» **Saved entries**
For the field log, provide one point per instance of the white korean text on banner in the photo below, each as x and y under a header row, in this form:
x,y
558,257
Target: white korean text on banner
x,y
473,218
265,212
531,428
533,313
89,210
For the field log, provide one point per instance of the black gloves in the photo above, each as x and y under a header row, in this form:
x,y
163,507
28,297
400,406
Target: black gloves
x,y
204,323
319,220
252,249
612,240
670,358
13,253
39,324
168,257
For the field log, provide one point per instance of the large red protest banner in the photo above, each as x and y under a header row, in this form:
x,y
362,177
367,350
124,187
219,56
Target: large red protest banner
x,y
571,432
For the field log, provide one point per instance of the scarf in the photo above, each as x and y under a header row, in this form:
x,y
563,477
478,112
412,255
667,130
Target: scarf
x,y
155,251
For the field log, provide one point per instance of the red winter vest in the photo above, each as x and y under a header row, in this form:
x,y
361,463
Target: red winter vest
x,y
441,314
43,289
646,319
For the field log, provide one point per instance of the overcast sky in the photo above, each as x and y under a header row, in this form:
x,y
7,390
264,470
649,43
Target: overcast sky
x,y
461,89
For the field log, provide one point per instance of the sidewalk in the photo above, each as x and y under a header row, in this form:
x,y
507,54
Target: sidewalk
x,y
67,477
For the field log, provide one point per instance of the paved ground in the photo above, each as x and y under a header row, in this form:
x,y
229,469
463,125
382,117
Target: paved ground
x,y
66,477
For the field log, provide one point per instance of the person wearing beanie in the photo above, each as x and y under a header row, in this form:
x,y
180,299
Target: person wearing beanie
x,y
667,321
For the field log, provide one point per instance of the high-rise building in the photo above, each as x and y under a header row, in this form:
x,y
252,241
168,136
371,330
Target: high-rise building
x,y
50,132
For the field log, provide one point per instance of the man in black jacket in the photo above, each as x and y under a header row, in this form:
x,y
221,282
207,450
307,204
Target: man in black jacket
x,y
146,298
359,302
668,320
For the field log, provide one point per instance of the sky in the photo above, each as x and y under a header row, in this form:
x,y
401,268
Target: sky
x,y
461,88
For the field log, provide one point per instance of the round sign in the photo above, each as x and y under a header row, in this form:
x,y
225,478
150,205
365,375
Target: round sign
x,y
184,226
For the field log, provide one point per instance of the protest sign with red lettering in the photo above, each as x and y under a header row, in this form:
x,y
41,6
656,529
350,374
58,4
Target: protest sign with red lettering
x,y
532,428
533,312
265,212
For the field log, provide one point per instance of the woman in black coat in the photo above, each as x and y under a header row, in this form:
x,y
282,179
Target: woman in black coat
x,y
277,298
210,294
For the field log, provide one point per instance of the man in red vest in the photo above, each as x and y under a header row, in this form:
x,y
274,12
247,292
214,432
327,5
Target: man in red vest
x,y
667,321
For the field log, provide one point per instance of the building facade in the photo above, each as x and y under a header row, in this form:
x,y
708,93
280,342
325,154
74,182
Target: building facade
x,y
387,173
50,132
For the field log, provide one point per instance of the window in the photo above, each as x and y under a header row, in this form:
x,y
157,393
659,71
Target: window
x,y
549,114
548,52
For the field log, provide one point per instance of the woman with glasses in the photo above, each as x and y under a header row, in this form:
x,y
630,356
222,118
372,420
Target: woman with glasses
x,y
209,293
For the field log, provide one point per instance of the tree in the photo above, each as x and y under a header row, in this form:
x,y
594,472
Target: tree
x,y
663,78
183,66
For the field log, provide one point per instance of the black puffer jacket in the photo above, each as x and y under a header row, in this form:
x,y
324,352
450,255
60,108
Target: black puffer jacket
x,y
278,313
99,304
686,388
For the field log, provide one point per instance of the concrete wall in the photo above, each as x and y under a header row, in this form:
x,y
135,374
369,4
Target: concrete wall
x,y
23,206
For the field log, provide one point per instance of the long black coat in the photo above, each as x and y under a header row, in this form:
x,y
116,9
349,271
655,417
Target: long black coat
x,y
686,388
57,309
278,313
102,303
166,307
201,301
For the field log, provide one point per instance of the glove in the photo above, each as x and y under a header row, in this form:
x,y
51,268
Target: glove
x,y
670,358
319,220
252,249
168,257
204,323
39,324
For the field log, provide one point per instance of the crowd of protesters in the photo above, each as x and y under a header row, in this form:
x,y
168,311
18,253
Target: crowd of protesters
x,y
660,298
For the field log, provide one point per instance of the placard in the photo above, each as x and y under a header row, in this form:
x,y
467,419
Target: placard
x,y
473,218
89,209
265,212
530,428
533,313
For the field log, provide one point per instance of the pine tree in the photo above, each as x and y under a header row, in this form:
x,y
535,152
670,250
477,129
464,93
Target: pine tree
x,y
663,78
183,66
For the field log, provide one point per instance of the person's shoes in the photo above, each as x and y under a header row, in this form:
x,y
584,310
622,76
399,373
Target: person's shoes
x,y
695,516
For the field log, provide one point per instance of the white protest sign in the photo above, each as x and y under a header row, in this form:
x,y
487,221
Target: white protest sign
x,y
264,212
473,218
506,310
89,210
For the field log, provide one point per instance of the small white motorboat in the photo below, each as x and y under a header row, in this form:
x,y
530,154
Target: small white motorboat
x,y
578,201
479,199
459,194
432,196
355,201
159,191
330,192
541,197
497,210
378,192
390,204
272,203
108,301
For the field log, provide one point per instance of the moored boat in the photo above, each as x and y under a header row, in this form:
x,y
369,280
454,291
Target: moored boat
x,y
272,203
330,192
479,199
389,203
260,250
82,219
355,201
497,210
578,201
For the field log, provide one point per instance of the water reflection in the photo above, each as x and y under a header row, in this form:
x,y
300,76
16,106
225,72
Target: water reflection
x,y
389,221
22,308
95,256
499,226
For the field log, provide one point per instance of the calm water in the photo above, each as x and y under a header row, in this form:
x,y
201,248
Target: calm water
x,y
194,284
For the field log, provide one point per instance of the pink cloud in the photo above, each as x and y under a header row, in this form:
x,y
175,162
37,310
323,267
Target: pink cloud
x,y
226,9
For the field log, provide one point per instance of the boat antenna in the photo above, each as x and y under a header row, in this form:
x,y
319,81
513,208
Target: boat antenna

» **TASK INSTRUCTIONS**
Transcribe the data above in full, keeping every word as it is.

» **SOLVED EXERCISE**
For the field log, provide one point per instance of the white korean text on banner in the photo below, each as x and y under a header row, in this form:
x,y
558,257
Target: white korean text on banner
x,y
473,218
265,212
531,428
533,313
89,210
For the field log, provide one point per instance of the black gloves in the photo above, each as x and y under a header row, in this form:
x,y
163,507
28,297
400,406
Target: black gloves
x,y
204,323
319,220
252,249
612,240
670,358
13,253
39,324
168,257
For the field log, provide one point per instance of the large red protest banner in the photo above, each as x and y under a header row, in this form:
x,y
362,177
367,350
124,187
219,56
Target: large red protest banner
x,y
571,432
For the field log, provide one point per instance of the scarf in the photo above, each as x and y under a header row, in this form:
x,y
563,477
478,112
412,255
667,130
Target: scarf
x,y
155,251
For the field log, provide one point per instance of the red winter vest in the photo above, each as x and y under a header row, in this form:
x,y
361,463
Target: red winter vest
x,y
441,314
43,289
646,319
For the field log, provide one point per instance of the overcast sky in the photo above, each as x and y under a header row, in this form:
x,y
7,390
264,470
649,43
Target: overcast sky
x,y
461,89
For the field log, provide one point per instance of the sidewalk in the photo above, each as x and y under a header row, in this form:
x,y
507,54
Target: sidewalk
x,y
67,477
For the field log, provide one point per instance of the paved ground in the photo above, each as x and y under a header row, in this form:
x,y
229,469
463,125
382,117
Target: paved ground
x,y
66,477
For the field log, provide one point per instance of the person wearing beanie in the photo above, each as x and y under a header row, in this form:
x,y
180,299
Target: person wearing beanie
x,y
667,321
For the field log, provide one point per instance of the high-rise building in the photo above, each as x and y under a header row, in this form:
x,y
252,241
168,136
371,330
Target: high-rise building
x,y
50,132
For the field log, provide one point per instance of the man in black jacket in the photo above, each as x and y under a header row, in this form:
x,y
221,282
207,450
307,204
Target: man in black jacket
x,y
146,298
359,302
668,320
For the field log, provide one point per instance of the sky in the photo above, each as x and y under a header row, in this form:
x,y
401,268
Target: sky
x,y
461,88
For the field log, provide one point per instance of the round sign in the photo above, each as x and y under a header row, in this form:
x,y
225,478
150,205
365,375
Target: round sign
x,y
184,226
For the field log, provide one point per instance of the protest sign with red lettering in the photo above, each as x and y under a header row, in this form:
x,y
41,6
656,529
350,374
58,4
Target: protest sign with red lettering
x,y
532,428
533,312
265,212
For the field log, provide one point per instance of the woman in black coat in the photo above, each as x and y under a header row, in this form:
x,y
282,179
Target: woman in black coat
x,y
277,298
210,294
For the field log, provide one point per instance of the man in red vest in the photo above, each as x and y under a header row, in this form:
x,y
274,12
247,292
214,432
327,5
Target: man in red vest
x,y
667,321
For the field log, provide one point per instance of the building facade in the photo above, each as x and y under a header row, in this form:
x,y
708,93
280,342
325,154
74,182
Target: building facade
x,y
387,173
50,132
For the field log, provide one point per instance of the window in the photo above, each as x and y under a header row, in this form:
x,y
157,393
659,71
Target: window
x,y
549,114
548,52
For the field log, provide one point per instance of the woman with glasses in the photo above, each as x and y under a header row, in this form:
x,y
630,356
222,118
372,420
Target: woman with glasses
x,y
209,293
For the field log, provide one point per instance of the tree in the photo above, each as x and y under a header row, in this form:
x,y
594,472
Target: tree
x,y
663,78
183,66
For the field log, provide one point per instance of the black puffer jacket in the photo above, each as x and y under a header row, in this form:
x,y
324,352
450,255
60,108
Target: black puffer jacket
x,y
278,313
99,304
686,388
For the field log, provide one point per instance of the concrete wall in the photo above, each as x and y under a header row, in this form:
x,y
135,374
369,4
Target: concrete wall
x,y
23,206
For the field log, provide one point per instance of the long black coat in the photo above, each as x and y under a header row, in this form:
x,y
116,9
349,271
655,417
Target: long black coat
x,y
686,388
57,309
278,313
102,303
166,307
201,301
For the field log, provide one point per instance of the glove in the photo above, each as x and y under a header row, in this form:
x,y
51,268
Target: glove
x,y
670,358
319,220
252,249
168,257
204,323
39,324
For the field log, provide one point per instance of the crowd of protesters in the photo above, each as x and y under a header row, in this form:
x,y
168,311
18,253
Target: crowd of protesters
x,y
660,298
For the field log, provide one point per instance of the placard in the photo above, each as x and y under a header row, in this form:
x,y
467,419
Target: placard
x,y
473,218
89,209
265,212
530,428
533,313
For the field log, provide one point per instance of the pine tree in the photo above, each as x and y under a header row, in this form:
x,y
535,152
670,250
477,129
464,93
Target: pine tree
x,y
663,78
183,66
For the field log, provide one point per instance of the person's shoes in the photo above, each as x and y under a header row, in this form:
x,y
584,310
622,76
399,373
Target: person's shoes
x,y
695,516
For the field log, provide one point per instance of the white protest sign in the photo above, each as x and y under a header row, in this form:
x,y
487,221
Target: white protest sign
x,y
264,212
473,218
506,310
89,210
For the field log, provide one point per instance of the small white motorboat in the photo below, each as x and y under a header row, in this form:
x,y
530,154
Target: small white motorboat
x,y
578,201
479,199
459,194
432,196
355,201
159,191
330,192
541,197
497,210
378,192
390,204
272,203
108,301
For the field log, provide one point per instance of the moored boat in the photo above, each as x and y under a header row, in this form:
x,y
369,280
454,291
Target: moored boat
x,y
272,203
330,192
479,199
389,203
260,250
82,219
355,201
497,210
578,201
For the field log, provide one point per instance of the water reflection in the photo above, each as x and y under a header row, in this form:
x,y
300,76
16,106
225,72
Target: water reflection
x,y
389,221
22,308
95,256
499,226
For the field log, provide one point per instance of the calm water in the photo above, each as x and y under a header row, in this form:
x,y
201,248
Target: calm water
x,y
194,284
For the field log, provide one point per instance of the pink cloud in the photo above, each as x and y under a header row, in this form:
x,y
175,162
37,310
323,267
Target: pink cloud
x,y
226,9
For the field log, provide one point per instance of the boat antenna in the photo above, each as x and y under a header row, in this form:
x,y
319,81
513,208
Target: boat antenna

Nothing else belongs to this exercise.